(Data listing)
=-=-=

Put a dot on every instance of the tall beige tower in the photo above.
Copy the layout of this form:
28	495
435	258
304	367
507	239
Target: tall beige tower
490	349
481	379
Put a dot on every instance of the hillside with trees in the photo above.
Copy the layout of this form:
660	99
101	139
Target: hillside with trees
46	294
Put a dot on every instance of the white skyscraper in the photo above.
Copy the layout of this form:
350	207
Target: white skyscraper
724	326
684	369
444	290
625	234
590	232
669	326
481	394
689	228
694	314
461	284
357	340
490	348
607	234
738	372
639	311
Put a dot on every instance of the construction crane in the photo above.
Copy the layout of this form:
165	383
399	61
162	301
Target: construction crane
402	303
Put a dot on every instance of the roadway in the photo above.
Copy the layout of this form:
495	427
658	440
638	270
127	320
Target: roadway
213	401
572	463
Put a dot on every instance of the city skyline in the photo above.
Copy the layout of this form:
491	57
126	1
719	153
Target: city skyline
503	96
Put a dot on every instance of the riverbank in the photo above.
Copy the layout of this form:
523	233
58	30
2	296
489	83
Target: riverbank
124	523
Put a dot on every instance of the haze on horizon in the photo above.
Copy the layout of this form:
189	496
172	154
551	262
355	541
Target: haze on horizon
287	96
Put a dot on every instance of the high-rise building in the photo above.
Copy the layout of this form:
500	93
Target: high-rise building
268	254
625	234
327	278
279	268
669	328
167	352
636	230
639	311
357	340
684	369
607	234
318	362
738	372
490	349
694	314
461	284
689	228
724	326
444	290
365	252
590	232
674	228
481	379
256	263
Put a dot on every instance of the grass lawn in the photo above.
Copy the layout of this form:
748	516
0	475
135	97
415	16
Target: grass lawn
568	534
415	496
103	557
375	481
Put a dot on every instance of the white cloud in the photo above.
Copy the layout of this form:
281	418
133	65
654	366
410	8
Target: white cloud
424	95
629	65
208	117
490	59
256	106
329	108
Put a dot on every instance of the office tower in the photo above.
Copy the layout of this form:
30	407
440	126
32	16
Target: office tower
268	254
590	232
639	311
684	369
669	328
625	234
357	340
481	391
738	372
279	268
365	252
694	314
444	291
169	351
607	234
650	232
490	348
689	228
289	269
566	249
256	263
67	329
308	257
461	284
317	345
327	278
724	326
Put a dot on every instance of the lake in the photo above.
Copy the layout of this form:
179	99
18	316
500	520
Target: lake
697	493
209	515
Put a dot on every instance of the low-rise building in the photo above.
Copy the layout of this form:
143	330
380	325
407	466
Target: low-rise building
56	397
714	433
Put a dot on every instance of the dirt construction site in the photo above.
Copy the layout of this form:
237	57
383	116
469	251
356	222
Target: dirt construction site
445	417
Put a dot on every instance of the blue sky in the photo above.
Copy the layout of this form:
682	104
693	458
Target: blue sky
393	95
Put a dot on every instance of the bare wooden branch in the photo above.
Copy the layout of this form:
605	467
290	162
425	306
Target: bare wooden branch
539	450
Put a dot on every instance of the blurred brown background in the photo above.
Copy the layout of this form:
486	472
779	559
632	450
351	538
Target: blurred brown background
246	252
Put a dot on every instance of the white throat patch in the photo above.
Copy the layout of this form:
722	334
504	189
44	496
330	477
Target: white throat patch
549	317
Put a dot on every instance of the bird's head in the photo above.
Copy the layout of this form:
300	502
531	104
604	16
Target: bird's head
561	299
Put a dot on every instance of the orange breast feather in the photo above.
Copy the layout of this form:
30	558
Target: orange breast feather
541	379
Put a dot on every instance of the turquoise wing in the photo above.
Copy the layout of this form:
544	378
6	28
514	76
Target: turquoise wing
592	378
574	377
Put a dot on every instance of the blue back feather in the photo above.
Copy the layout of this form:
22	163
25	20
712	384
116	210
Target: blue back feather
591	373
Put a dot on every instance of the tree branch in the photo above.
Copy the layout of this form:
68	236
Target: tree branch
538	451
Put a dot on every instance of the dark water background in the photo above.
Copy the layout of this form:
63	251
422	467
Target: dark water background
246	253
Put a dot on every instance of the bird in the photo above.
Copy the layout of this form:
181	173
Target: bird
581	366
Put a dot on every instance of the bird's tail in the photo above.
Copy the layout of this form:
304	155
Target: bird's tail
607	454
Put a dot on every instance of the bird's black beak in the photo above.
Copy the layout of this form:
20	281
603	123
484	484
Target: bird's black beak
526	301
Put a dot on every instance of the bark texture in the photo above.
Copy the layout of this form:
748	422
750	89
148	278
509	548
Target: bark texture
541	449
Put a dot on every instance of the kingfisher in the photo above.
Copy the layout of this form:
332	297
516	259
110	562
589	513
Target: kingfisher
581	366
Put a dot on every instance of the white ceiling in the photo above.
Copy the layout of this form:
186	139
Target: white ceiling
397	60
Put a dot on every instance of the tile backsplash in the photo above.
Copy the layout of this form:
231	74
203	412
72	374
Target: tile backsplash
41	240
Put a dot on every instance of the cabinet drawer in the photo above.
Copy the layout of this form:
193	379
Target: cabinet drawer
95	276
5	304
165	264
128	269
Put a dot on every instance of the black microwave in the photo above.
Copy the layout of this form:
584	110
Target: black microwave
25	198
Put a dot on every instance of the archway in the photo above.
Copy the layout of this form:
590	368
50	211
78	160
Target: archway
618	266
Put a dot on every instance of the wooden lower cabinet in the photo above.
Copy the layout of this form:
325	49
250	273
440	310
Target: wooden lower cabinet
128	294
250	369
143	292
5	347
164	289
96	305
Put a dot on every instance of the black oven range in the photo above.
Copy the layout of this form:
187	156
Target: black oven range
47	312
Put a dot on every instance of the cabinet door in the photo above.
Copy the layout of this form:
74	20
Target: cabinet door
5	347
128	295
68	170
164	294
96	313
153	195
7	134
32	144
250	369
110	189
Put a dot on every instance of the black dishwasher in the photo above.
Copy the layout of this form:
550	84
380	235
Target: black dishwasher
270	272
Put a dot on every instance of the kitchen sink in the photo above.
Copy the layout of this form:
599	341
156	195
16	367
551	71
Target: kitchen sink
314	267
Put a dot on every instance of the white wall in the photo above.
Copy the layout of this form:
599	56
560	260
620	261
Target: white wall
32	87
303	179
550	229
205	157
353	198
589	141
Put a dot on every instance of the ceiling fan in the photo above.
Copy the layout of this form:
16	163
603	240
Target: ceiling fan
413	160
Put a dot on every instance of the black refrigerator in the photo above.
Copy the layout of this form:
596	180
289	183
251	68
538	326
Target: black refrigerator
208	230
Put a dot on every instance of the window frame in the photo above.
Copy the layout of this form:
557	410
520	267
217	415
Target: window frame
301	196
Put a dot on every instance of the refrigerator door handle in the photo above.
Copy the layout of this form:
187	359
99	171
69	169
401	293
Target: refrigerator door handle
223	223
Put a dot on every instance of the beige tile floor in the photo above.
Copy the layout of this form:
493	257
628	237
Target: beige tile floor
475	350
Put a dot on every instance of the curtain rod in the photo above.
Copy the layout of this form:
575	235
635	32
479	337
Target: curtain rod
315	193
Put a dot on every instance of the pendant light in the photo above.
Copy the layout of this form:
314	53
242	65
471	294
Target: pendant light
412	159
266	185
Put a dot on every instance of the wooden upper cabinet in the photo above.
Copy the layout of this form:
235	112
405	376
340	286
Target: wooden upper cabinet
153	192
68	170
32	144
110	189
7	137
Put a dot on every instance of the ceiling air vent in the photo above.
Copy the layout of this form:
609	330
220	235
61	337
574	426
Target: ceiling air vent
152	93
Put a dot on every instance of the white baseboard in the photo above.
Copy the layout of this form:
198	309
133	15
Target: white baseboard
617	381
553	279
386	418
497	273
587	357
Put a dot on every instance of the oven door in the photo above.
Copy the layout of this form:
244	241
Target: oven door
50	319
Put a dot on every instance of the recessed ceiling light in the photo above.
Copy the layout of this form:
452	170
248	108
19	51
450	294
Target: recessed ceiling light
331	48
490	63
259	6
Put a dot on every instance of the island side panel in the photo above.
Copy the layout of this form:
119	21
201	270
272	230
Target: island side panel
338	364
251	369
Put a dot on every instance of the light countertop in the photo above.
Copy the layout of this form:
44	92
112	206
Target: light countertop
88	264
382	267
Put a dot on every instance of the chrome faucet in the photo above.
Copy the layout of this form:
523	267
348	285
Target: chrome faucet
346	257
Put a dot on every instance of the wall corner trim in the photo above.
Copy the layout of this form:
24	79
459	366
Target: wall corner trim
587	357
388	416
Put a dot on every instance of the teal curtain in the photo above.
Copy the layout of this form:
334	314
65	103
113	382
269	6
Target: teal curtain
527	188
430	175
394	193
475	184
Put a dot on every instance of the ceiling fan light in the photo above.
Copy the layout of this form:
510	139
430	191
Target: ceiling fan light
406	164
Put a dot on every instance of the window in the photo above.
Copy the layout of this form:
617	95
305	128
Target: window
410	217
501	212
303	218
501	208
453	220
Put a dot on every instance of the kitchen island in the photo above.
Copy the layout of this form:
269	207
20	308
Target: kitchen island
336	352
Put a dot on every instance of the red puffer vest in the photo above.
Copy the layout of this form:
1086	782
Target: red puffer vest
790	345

=-=-=

Rewrite the stretch of the listing from the line containing "Put a dot on every instance of the teal" through the end of the listing, changing "kitchen island" to "dining table" and keeping everything else the same.

▶ **EXERCISE RESULT**:
Put a dot on every instance of the teal curtain in the photo above.
Copy the layout of this form:
334	314
65	103
113	382
269	6
Target: teal curtain
527	188
430	175
394	193
475	184
Put a dot on every instance of the ceiling fan light in the photo above.
Copy the layout of this form:
510	139
430	191
Target: ceiling fan light
406	164
Put a dot on every instance of the window in the photo above.
Copy the layout of this form:
617	95
305	128
Target: window
410	217
501	212
303	218
501	208
453	220
Put a dot on every instance of the dining table in the photo above.
Copy the layout of this form:
269	207
20	308
Target: dining table
336	352
Put a dot on every instance of the red puffer vest in the photo above.
Copy the layout of this form:
1086	782
Target: red puffer vest
790	345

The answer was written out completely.